### GIVEN TASK
Please pull out every line of the material below that contains the string "plumage", copying each one in full. Match case, so a line counts only when the string appears with the same capitalization.

::::::::::

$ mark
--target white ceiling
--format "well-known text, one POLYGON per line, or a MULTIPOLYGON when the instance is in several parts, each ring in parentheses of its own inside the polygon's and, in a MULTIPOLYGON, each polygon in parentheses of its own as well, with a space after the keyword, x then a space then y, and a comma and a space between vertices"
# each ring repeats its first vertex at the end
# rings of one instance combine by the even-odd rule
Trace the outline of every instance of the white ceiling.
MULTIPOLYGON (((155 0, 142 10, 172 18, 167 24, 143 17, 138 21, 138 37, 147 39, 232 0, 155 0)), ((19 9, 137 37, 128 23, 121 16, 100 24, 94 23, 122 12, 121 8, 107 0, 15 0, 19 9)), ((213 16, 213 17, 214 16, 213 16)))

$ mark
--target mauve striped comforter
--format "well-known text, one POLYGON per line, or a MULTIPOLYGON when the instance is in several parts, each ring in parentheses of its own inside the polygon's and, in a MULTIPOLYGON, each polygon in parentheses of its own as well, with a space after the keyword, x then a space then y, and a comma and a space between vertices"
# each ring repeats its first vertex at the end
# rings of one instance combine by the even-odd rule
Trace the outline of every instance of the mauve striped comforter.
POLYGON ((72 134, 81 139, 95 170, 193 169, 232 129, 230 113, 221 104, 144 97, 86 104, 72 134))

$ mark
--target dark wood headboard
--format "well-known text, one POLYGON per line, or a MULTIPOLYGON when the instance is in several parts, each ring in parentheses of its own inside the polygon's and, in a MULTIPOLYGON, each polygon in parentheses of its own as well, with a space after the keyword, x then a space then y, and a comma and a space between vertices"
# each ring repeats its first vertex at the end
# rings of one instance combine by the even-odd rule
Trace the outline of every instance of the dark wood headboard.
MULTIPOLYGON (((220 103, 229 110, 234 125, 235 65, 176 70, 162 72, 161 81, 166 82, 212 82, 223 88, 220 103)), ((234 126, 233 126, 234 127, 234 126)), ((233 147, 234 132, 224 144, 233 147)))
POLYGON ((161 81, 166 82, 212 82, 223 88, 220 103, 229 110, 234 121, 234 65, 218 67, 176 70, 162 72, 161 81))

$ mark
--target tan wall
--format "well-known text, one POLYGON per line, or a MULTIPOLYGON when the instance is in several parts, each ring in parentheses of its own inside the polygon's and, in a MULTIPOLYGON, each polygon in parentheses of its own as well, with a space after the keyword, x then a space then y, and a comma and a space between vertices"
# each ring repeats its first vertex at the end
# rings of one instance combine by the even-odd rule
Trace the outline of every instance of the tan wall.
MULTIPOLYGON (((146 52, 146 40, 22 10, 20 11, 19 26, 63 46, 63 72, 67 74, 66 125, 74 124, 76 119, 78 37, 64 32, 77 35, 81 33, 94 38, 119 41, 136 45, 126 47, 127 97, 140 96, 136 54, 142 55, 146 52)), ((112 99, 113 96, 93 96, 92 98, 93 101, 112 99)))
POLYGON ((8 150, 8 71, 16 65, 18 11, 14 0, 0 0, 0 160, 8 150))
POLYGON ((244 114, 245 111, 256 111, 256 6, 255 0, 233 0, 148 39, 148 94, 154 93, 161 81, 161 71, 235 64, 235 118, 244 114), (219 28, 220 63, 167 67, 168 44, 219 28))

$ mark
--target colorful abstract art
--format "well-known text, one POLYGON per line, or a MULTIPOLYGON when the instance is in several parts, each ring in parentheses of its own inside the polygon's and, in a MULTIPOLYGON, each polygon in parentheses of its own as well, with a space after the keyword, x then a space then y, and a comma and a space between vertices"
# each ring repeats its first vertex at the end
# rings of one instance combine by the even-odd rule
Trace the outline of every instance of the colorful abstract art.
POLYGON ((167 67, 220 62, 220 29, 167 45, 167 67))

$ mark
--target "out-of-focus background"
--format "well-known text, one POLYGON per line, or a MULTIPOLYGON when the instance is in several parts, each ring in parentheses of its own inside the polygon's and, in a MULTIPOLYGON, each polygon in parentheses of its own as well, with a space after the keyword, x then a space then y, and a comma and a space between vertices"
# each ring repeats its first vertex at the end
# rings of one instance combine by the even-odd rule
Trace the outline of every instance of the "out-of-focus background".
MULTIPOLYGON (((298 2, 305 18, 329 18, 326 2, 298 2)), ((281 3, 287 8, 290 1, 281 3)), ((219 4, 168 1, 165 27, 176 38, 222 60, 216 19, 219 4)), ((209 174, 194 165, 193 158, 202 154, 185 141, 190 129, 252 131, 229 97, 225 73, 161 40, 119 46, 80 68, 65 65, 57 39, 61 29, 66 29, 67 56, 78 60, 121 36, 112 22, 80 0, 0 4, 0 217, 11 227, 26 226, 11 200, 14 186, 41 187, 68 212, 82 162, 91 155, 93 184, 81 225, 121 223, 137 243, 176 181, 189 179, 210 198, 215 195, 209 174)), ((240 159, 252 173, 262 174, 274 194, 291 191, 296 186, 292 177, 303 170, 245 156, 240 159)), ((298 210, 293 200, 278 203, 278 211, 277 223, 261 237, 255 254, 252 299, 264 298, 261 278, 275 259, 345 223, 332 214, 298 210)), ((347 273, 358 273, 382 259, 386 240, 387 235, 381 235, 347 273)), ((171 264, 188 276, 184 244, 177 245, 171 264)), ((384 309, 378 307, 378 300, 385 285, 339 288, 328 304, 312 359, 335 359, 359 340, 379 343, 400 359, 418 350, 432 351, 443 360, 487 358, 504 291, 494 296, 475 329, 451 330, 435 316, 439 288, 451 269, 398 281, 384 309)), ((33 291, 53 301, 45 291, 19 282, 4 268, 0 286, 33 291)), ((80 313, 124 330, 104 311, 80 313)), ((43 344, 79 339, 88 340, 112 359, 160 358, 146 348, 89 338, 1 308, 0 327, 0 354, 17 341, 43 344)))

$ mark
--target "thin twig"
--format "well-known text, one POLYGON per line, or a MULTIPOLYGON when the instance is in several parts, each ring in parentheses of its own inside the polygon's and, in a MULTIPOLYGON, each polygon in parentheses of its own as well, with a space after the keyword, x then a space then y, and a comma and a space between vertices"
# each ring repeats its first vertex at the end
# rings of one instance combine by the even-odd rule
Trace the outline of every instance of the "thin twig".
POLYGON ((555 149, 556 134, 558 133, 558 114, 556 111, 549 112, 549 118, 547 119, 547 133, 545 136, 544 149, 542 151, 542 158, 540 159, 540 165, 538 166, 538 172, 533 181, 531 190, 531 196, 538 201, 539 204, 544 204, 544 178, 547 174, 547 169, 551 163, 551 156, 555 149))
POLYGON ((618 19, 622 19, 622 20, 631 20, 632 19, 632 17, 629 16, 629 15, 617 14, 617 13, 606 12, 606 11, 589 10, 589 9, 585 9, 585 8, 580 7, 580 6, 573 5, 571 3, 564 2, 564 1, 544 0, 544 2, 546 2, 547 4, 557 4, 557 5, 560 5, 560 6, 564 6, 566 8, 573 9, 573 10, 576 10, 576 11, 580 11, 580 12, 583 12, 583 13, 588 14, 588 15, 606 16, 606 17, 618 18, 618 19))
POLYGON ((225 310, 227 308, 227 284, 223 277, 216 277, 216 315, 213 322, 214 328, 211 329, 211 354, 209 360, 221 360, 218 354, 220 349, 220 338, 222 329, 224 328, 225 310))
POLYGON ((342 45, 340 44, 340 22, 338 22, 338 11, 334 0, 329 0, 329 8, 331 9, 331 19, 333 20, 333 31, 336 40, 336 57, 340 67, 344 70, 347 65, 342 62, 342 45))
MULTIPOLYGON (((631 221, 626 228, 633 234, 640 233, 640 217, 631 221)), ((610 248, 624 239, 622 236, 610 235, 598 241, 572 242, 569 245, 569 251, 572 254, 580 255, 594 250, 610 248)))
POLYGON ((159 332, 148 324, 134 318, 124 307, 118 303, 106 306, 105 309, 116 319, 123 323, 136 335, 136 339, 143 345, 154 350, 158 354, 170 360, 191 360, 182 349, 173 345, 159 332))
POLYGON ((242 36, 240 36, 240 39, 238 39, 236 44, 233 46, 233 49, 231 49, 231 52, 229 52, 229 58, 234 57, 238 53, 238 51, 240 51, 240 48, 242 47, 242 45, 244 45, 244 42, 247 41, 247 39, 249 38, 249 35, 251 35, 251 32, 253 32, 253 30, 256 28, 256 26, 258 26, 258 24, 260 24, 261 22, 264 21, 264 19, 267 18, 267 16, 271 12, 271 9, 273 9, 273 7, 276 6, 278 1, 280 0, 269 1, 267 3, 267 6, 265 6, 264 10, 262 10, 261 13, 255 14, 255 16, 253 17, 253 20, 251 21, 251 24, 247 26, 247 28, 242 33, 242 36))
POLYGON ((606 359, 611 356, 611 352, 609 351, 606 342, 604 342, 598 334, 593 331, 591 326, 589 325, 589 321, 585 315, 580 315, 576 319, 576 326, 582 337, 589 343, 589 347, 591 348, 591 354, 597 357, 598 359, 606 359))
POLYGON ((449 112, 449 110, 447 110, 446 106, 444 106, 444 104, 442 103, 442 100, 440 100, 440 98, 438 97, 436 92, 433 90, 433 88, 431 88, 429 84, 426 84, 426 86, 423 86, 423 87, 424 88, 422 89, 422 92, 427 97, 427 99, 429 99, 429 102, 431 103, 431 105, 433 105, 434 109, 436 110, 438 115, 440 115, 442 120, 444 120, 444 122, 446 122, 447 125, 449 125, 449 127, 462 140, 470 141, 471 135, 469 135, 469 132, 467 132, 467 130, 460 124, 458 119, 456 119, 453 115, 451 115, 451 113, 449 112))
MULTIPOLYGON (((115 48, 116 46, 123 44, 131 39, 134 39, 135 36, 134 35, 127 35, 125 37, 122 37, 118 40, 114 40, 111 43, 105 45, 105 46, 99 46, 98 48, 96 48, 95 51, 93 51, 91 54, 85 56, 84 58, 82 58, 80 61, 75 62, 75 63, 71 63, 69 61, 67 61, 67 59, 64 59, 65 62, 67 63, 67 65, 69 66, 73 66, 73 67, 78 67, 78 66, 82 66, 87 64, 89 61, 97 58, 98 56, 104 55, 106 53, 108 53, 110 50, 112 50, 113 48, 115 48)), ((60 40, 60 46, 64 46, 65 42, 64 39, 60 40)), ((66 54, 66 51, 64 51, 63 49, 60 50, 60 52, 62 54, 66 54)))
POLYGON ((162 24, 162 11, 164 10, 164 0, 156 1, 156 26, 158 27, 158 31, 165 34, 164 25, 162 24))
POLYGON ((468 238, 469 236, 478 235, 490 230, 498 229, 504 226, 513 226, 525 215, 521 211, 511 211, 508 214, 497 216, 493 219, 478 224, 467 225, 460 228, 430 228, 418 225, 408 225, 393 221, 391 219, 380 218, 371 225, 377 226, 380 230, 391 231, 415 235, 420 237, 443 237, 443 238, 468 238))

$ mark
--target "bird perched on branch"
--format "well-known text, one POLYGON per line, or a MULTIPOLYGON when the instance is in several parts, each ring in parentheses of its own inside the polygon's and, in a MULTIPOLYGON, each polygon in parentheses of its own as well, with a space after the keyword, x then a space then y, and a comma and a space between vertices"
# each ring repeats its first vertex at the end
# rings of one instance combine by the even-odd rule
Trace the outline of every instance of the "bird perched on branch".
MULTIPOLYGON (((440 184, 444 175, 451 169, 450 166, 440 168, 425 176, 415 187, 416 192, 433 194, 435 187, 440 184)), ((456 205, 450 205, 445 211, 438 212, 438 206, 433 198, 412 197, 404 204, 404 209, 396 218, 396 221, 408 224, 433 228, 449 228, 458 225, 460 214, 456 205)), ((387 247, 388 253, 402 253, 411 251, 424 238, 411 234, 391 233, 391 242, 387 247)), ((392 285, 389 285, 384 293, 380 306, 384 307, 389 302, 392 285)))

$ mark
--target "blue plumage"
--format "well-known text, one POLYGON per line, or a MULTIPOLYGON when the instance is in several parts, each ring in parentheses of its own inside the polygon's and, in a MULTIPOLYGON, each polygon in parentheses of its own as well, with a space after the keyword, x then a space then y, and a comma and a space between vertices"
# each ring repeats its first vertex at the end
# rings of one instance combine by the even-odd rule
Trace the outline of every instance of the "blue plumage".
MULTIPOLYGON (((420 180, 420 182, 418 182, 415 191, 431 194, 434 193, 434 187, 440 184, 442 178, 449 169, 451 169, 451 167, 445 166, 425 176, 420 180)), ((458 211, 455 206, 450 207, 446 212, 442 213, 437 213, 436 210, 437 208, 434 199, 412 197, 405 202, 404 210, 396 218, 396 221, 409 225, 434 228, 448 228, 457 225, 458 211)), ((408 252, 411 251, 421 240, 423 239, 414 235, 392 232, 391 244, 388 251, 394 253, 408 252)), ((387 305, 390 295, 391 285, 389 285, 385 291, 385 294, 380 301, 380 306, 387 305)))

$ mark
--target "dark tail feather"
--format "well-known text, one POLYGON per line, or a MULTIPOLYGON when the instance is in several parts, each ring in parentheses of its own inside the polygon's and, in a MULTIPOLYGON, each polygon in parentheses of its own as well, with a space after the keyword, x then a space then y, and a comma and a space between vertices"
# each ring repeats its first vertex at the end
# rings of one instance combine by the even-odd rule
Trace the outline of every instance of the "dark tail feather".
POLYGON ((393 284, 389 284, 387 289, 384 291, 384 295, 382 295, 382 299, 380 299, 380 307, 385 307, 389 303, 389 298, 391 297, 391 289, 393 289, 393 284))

::::::::::

### TASK RESPONSE
--target "blue plumage"
Trace the outline of every instance of the "blue plumage".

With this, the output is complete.